### AIM OF THE EXERCISE
Rewrite all the rows below, changing every "put a point on" to "mark" and leaving everything else as it is.

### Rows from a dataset
-=-=-=-=-
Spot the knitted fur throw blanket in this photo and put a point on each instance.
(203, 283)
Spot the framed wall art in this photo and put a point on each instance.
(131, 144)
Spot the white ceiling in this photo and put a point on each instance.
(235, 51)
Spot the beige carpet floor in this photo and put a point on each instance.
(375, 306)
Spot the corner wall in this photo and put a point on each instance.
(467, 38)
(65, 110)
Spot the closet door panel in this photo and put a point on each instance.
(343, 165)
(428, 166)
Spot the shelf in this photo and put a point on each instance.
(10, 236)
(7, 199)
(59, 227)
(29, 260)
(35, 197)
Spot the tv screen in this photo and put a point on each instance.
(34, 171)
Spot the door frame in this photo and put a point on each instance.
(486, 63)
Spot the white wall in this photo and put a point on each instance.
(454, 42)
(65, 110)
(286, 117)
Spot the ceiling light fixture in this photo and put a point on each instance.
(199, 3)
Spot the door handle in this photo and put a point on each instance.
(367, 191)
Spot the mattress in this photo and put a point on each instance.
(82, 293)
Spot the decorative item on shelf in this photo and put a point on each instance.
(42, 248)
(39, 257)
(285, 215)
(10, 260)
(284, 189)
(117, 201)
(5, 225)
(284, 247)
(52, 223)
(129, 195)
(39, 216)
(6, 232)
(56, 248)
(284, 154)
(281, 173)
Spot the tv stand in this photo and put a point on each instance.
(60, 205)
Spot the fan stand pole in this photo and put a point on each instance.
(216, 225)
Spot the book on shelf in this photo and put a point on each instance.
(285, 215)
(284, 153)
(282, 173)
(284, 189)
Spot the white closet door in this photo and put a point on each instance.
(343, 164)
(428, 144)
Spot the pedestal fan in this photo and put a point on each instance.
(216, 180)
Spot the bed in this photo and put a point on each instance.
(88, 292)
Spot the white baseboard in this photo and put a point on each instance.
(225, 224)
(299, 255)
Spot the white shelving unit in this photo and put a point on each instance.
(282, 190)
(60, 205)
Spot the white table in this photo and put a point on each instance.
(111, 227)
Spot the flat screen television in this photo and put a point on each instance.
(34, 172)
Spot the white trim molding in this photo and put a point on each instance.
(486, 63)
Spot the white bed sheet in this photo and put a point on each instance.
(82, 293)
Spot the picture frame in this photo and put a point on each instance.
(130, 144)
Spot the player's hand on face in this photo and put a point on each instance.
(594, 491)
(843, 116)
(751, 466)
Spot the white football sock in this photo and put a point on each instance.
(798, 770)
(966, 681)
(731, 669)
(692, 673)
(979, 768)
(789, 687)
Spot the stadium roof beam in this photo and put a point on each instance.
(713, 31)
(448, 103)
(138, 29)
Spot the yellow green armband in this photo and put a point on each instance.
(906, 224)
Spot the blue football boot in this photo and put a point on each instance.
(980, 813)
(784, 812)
-=-=-=-=-
### TASK RESULT
Spot the knitted fur throw blanket in this photo and mark each instance.
(203, 283)
Spot the framed wall art in this photo and mark each instance.
(131, 144)
Spot the white ceiling in this photo and mark each instance.
(235, 51)
Spot the beige carpet floor in this photo and mark each instance.
(375, 306)
Spot the corner wall in this photo and mark each instance.
(467, 38)
(65, 110)
Spot the closet door panel in this photo and mark each instance.
(343, 165)
(428, 166)
Spot the shelf in this photo and mark each instance.
(10, 236)
(7, 199)
(59, 227)
(29, 260)
(35, 197)
Spot the tv screen in this photo and mark each instance.
(34, 171)
Spot the door frame in this photo and mark each instance.
(486, 63)
Spot the white wall in this photo and mark each instance.
(454, 42)
(65, 110)
(286, 117)
Spot the ceiling light fixture in this photo and mark each instance.
(199, 3)
Spot the door handle in this photo and mark each instance.
(367, 191)
Spot the mattress in this photo and mark each instance.
(82, 293)
Spot the decorative item on shelf in this photo and mark each instance.
(42, 248)
(39, 257)
(285, 215)
(10, 260)
(284, 189)
(117, 201)
(5, 225)
(284, 247)
(52, 223)
(129, 195)
(39, 216)
(6, 232)
(56, 248)
(284, 154)
(281, 173)
Spot the tv stand in this photo and mark each instance.
(60, 205)
Spot the fan stand pole in this photo and mark each instance.
(216, 225)
Spot the book on shelf in this photo and mark each instance.
(285, 215)
(284, 153)
(282, 173)
(284, 189)
Spot the white closet door in this photo and mark each instance.
(343, 164)
(428, 144)
Spot the pedestal fan in this photo and mark each instance.
(216, 180)
Spot the bed in this photo and mark each instance.
(88, 292)
Spot the white baseboard in this photo and mark each instance.
(225, 224)
(299, 255)
Spot the white shelving unit in this photo and mark each instance.
(282, 190)
(60, 205)
Spot the white table in this photo and mark each instance.
(111, 227)
Spot the flat screen television in this photo and mark each instance.
(34, 172)
Spot the white trim molding in this photo and mark each instance.
(486, 63)
Spot the white bed sheet in this photo and mark each instance.
(82, 293)
Spot the picture frame in this photo and mark each instance.
(130, 144)
Spot the player's hand on face in this photo and mark each instance.
(594, 491)
(843, 116)
(751, 466)
Spot the white football sock in this photo and mark each instance.
(798, 770)
(966, 681)
(731, 669)
(692, 673)
(979, 768)
(789, 687)
Spot the stadium roof beam in this photo and mark each instance.
(713, 31)
(448, 103)
(138, 29)
Spot the yellow green armband in this photo and mark each instance.
(906, 224)
Spot the blue football boot in this photo and mark each instance.
(980, 813)
(784, 812)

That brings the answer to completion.